MATERIAL >>
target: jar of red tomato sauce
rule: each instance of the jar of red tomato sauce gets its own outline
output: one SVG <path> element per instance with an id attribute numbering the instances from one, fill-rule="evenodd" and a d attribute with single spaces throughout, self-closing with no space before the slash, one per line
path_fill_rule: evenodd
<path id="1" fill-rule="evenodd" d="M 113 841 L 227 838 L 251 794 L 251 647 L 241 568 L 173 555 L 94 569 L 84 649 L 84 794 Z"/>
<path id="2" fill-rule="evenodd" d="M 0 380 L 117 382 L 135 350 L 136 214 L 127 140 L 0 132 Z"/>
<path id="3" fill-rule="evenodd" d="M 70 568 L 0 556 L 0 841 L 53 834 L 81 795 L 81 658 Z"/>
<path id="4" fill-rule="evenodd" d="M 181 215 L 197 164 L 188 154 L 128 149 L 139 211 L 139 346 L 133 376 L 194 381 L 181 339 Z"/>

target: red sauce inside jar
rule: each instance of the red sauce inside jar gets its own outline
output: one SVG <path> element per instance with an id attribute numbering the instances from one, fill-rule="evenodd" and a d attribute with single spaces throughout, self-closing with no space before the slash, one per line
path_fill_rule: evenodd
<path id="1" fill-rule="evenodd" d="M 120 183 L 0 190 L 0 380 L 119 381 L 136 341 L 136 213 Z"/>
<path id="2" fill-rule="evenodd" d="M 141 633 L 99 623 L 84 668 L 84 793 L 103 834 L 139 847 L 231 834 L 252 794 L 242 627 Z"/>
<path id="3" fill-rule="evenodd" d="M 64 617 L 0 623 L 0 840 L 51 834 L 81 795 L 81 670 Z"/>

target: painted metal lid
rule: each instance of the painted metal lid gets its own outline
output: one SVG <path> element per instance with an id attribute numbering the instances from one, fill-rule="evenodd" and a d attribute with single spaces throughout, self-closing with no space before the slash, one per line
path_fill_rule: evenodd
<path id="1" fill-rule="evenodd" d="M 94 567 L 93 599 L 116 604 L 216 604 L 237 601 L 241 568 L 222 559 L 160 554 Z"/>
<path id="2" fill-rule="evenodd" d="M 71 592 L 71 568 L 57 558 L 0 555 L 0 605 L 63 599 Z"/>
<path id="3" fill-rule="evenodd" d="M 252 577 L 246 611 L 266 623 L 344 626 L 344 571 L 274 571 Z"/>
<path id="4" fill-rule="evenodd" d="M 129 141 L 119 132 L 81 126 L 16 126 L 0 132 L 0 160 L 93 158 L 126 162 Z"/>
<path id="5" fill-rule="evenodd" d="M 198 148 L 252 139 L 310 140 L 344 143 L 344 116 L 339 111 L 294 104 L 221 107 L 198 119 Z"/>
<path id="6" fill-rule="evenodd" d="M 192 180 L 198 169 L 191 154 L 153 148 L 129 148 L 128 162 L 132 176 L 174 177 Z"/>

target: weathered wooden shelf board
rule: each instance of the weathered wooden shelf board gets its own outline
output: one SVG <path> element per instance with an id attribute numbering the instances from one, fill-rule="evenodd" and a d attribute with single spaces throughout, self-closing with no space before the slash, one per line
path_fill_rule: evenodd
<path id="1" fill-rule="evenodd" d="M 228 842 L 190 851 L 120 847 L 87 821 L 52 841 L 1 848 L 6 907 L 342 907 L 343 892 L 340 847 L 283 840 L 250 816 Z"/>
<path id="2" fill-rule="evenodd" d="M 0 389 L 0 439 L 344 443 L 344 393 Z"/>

STATED PROBLEM >> Please arrange the items above as a two-column CSV headed instruction and outlines, with one row per item holding its text and its answer. Put each value in a single double-quoted field, with line breaks turned into spaces.

RESPONSE >>
instruction,outlines
"target: jar of red tomato sauce rule: each instance of the jar of red tomato sauce gets its own outline output: one SVG <path> element per instance with an id attribute numbering the instances from one, fill-rule=""evenodd"" and a d attribute with single spaces throughout, self-closing with no space before the slash, one per line path_fill_rule: evenodd","<path id=""1"" fill-rule=""evenodd"" d=""M 113 841 L 227 838 L 251 794 L 251 647 L 241 568 L 173 555 L 94 569 L 84 649 L 84 794 Z""/> <path id=""2"" fill-rule=""evenodd"" d=""M 0 380 L 117 382 L 135 350 L 136 214 L 127 140 L 0 132 Z""/> <path id=""3"" fill-rule=""evenodd"" d=""M 70 568 L 0 556 L 0 841 L 53 834 L 81 795 L 81 658 Z""/> <path id=""4"" fill-rule=""evenodd"" d=""M 181 215 L 197 164 L 188 154 L 128 149 L 139 211 L 139 346 L 133 376 L 194 381 L 181 339 Z""/>"
"target: red sauce inside jar rule: each instance of the red sauce inside jar gets its own outline output: one SVG <path> element per instance with an id attribute numbering the instances from one, fill-rule=""evenodd"" and a d attribute with single spaces throughout, self-closing with no space before the slash, one per line path_fill_rule: evenodd","<path id=""1"" fill-rule=""evenodd"" d=""M 120 183 L 0 190 L 0 380 L 119 381 L 136 341 L 136 213 Z""/> <path id=""2"" fill-rule=""evenodd"" d=""M 141 633 L 99 623 L 84 668 L 84 793 L 103 834 L 139 847 L 231 834 L 252 794 L 242 627 Z""/> <path id=""3"" fill-rule=""evenodd"" d=""M 64 617 L 0 623 L 0 840 L 51 834 L 81 795 L 81 670 Z""/>"
"target: painted metal lid rule: each instance of the painted metal lid gets its own outline output: one SVG <path> element per instance with an id attribute numbering the instances from one, fill-rule=""evenodd"" and a d attribute with single spaces throughout, self-closing with no space before the slash, one per line path_fill_rule: evenodd","<path id=""1"" fill-rule=""evenodd"" d=""M 94 567 L 93 599 L 116 604 L 216 604 L 237 601 L 241 568 L 222 559 L 160 554 Z""/> <path id=""2"" fill-rule=""evenodd"" d=""M 71 592 L 71 568 L 57 558 L 0 555 L 0 605 L 63 599 Z""/> <path id=""3"" fill-rule=""evenodd"" d=""M 252 577 L 246 611 L 266 623 L 344 626 L 344 571 L 274 571 Z""/> <path id=""4"" fill-rule=""evenodd"" d=""M 129 141 L 119 132 L 81 126 L 16 126 L 0 132 L 0 160 L 93 158 L 126 162 Z""/> <path id=""5"" fill-rule=""evenodd"" d=""M 198 148 L 252 139 L 310 140 L 344 143 L 344 116 L 339 111 L 294 104 L 221 107 L 198 119 Z""/> <path id=""6"" fill-rule=""evenodd"" d=""M 192 180 L 198 169 L 191 154 L 153 148 L 129 148 L 128 162 L 132 176 L 174 177 Z""/>"
"target: weathered wooden shelf board rule: each instance of the weathered wooden shelf board gets its own outline output: one SVG <path> element per instance with an id attribute numbering the instances from one, fill-rule=""evenodd"" and a d attribute with single spaces throughout, self-closing with no space before the slash, one per line path_fill_rule: evenodd","<path id=""1"" fill-rule=""evenodd"" d=""M 228 842 L 190 851 L 120 847 L 87 821 L 52 841 L 1 848 L 6 907 L 342 907 L 343 892 L 340 847 L 283 840 L 250 816 Z""/> <path id=""2"" fill-rule=""evenodd"" d=""M 0 389 L 0 439 L 344 443 L 344 393 Z""/>"